— START OF Record extracts —
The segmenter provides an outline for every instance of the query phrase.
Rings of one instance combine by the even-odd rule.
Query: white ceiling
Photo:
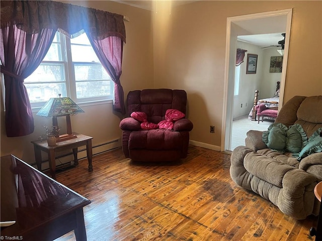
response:
[[[254,44],[260,48],[265,48],[271,46],[279,45],[278,41],[283,40],[282,33],[244,35],[237,37],[240,41]]]
[[[161,1],[165,0],[161,0]],[[197,1],[186,1],[186,0],[165,0],[165,1],[171,1],[171,5],[173,7],[177,6],[178,5],[182,5],[183,4],[189,4],[194,2],[197,2]],[[198,1],[198,0],[197,0]],[[115,0],[113,2],[116,2],[120,4],[126,4],[130,6],[135,7],[136,8],[139,8],[140,9],[145,9],[150,11],[153,11],[153,2],[157,3],[156,1],[135,1],[135,0]]]
[[[153,0],[116,0],[113,2],[150,11],[154,11],[153,2],[154,1]],[[195,2],[198,2],[198,0],[172,0],[172,4],[173,7],[175,7]],[[257,19],[256,21],[245,20],[235,23],[241,29],[245,30],[244,32],[246,32],[248,33],[248,35],[238,35],[237,40],[254,44],[259,47],[277,45],[278,41],[284,39],[282,33],[285,32],[286,29],[286,20],[284,16],[277,16]]]

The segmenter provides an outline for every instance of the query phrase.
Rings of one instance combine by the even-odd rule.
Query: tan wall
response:
[[[124,45],[121,76],[124,95],[126,97],[130,90],[153,87],[153,36],[149,11],[111,1],[60,2],[128,16],[130,22],[125,22],[126,43]],[[111,103],[82,106],[82,108],[85,113],[71,117],[73,131],[93,137],[93,146],[121,138],[119,125],[122,116],[113,112]],[[30,142],[37,140],[44,133],[43,126],[50,127],[52,125],[50,118],[37,116],[36,113],[34,113],[34,133],[25,137],[8,138],[5,127],[5,112],[2,105],[1,156],[13,154],[29,163],[34,162],[33,147]],[[59,125],[63,129],[64,121],[63,117],[58,118]],[[63,130],[61,134],[62,131]],[[118,145],[120,146],[120,143]],[[44,157],[45,156],[43,155]]]
[[[227,17],[292,8],[284,100],[322,94],[321,1],[200,1],[174,7],[171,15],[168,3],[163,6],[162,1],[157,14],[111,1],[61,2],[130,18],[121,77],[125,96],[145,88],[185,89],[193,141],[220,146]],[[94,145],[121,137],[122,116],[113,112],[111,104],[83,108],[85,113],[72,117],[73,131],[94,137]],[[1,156],[13,153],[34,161],[30,141],[43,133],[44,123],[51,123],[35,114],[34,134],[8,138],[2,107]],[[216,127],[214,134],[210,125]]]
[[[321,1],[201,1],[174,8],[171,15],[167,7],[158,7],[155,87],[187,91],[188,117],[194,123],[191,140],[221,145],[227,18],[290,8],[284,101],[322,94]],[[215,126],[214,134],[210,125]]]

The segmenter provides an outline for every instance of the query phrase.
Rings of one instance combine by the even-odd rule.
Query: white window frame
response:
[[[60,39],[60,53],[61,53],[61,57],[62,60],[60,61],[43,61],[41,62],[40,65],[52,64],[63,65],[65,71],[65,77],[66,79],[64,80],[64,81],[60,82],[64,82],[65,83],[66,96],[62,96],[61,97],[69,97],[73,100],[75,103],[80,104],[80,105],[93,105],[112,102],[114,96],[113,92],[114,83],[111,79],[110,79],[111,80],[110,81],[110,86],[111,89],[111,95],[87,98],[76,97],[76,81],[75,79],[75,77],[74,71],[74,63],[79,63],[73,62],[72,61],[71,45],[70,39],[60,33],[57,32],[57,34],[59,35]],[[86,65],[87,63],[91,64],[91,63],[87,62],[82,62],[81,63],[85,65]],[[97,65],[98,63],[95,63],[95,64],[93,64]],[[55,83],[57,82],[55,82]],[[27,84],[29,82],[27,82]],[[37,83],[40,83],[41,82],[37,82]],[[44,83],[48,82],[44,82]],[[57,97],[58,97],[58,96]],[[38,111],[38,110],[40,109],[46,102],[47,101],[31,102],[33,112]]]

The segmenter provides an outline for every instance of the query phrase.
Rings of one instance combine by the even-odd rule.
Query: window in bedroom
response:
[[[77,103],[111,100],[114,89],[86,34],[70,39],[57,32],[47,55],[24,84],[33,107],[59,93]]]
[[[238,95],[239,93],[239,82],[240,81],[240,65],[235,67],[235,87],[233,95]]]

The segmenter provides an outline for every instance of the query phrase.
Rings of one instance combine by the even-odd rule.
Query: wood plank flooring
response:
[[[89,241],[313,240],[317,217],[297,220],[236,185],[230,156],[190,146],[176,163],[134,163],[116,149],[56,175],[92,200],[84,208]],[[56,239],[75,240],[73,232]]]

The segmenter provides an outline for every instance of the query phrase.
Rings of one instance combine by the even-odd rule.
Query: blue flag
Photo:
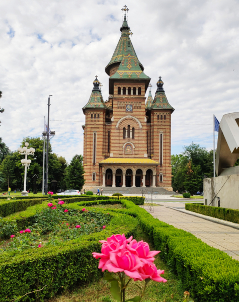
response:
[[[218,122],[217,118],[214,115],[214,131],[218,132],[219,124],[220,123]]]

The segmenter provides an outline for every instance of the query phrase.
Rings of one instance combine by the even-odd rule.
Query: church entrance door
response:
[[[120,187],[120,184],[121,184],[121,176],[116,176],[116,187]]]
[[[140,176],[135,176],[135,187],[136,188],[140,187]]]
[[[131,176],[126,176],[126,187],[131,187]]]

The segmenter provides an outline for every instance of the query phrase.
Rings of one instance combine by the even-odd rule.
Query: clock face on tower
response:
[[[126,111],[133,111],[133,105],[126,105]]]

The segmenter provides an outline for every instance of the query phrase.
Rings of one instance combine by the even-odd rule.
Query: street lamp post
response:
[[[27,191],[26,190],[26,185],[27,183],[27,168],[28,167],[28,169],[29,169],[29,166],[30,164],[32,162],[31,160],[27,159],[28,155],[33,155],[35,149],[34,148],[29,148],[28,149],[27,147],[29,145],[29,144],[28,142],[25,143],[25,145],[26,146],[23,147],[23,148],[21,148],[19,147],[18,148],[18,151],[19,154],[21,154],[22,155],[25,155],[25,159],[21,160],[21,162],[23,166],[25,166],[25,171],[24,171],[24,188],[23,189],[23,191],[22,192],[22,196],[27,196],[28,193]]]

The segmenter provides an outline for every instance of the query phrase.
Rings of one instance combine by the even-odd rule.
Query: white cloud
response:
[[[108,98],[105,67],[120,38],[125,3],[106,0],[12,0],[0,4],[0,136],[12,149],[51,120],[84,121],[97,74]],[[172,153],[192,141],[212,147],[212,116],[239,111],[239,10],[236,0],[129,0],[138,57],[161,76],[170,104]],[[233,70],[234,69],[234,70]],[[83,123],[51,121],[53,151],[83,153]],[[186,124],[205,124],[188,125]],[[209,124],[209,125],[207,125]]]

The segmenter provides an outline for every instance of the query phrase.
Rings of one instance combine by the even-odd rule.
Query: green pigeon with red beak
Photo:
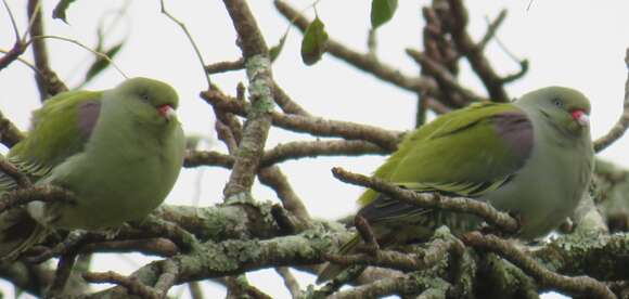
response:
[[[149,78],[47,100],[7,159],[36,184],[66,188],[76,200],[33,202],[0,214],[0,259],[16,257],[50,230],[116,227],[159,206],[183,164],[178,104],[170,86]],[[0,172],[0,195],[14,188]]]
[[[519,220],[521,239],[542,237],[570,217],[587,192],[593,167],[590,102],[579,91],[548,87],[513,103],[473,104],[408,134],[374,177],[415,192],[464,196]],[[478,229],[472,214],[426,209],[367,190],[357,216],[381,247],[426,240],[448,225],[454,234]],[[356,235],[338,252],[351,253]],[[345,266],[328,264],[318,283]]]

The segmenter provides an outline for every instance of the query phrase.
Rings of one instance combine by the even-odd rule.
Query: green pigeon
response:
[[[416,192],[487,202],[515,214],[516,236],[534,239],[572,216],[592,174],[590,103],[580,92],[548,87],[513,103],[478,103],[442,115],[408,134],[374,177]],[[373,190],[359,198],[358,216],[378,245],[425,240],[440,225],[454,234],[482,220],[400,203]],[[351,253],[356,235],[338,250]],[[329,264],[318,283],[345,268]]]
[[[178,102],[170,86],[147,78],[46,101],[7,159],[36,184],[70,191],[76,203],[33,202],[0,214],[0,259],[41,242],[51,229],[115,227],[159,206],[183,164]],[[0,194],[15,187],[0,173]]]

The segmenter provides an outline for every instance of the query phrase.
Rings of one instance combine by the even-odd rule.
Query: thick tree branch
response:
[[[568,277],[552,272],[535,259],[522,252],[509,242],[492,235],[482,235],[478,232],[468,233],[463,242],[476,248],[497,252],[525,273],[532,276],[542,289],[560,289],[573,296],[614,299],[616,296],[602,283],[588,276]]]
[[[273,109],[271,61],[269,49],[244,0],[224,0],[227,11],[239,35],[239,46],[243,52],[252,109],[247,114],[243,138],[235,154],[235,162],[230,179],[224,186],[226,202],[251,200],[248,193],[265,148]],[[242,196],[244,195],[244,196]]]

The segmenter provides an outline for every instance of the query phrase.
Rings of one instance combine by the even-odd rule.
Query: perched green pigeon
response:
[[[374,177],[416,192],[488,202],[517,216],[517,237],[540,237],[572,216],[590,182],[589,114],[588,99],[563,87],[508,104],[474,104],[411,132]],[[461,234],[482,223],[471,214],[411,206],[373,190],[359,204],[358,216],[381,246],[425,240],[444,224]],[[352,252],[360,243],[355,236],[339,253]],[[343,270],[329,264],[318,282]]]
[[[37,184],[67,188],[77,200],[33,202],[0,214],[0,258],[40,242],[49,229],[113,227],[159,206],[183,164],[178,102],[170,86],[147,78],[46,101],[7,158]],[[0,194],[15,187],[0,173]]]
— END OF Record extracts —
### What to produce
Count the lines in the data above that contain the word "pigeon". Reply with the number alone.

### Solution for this problem
3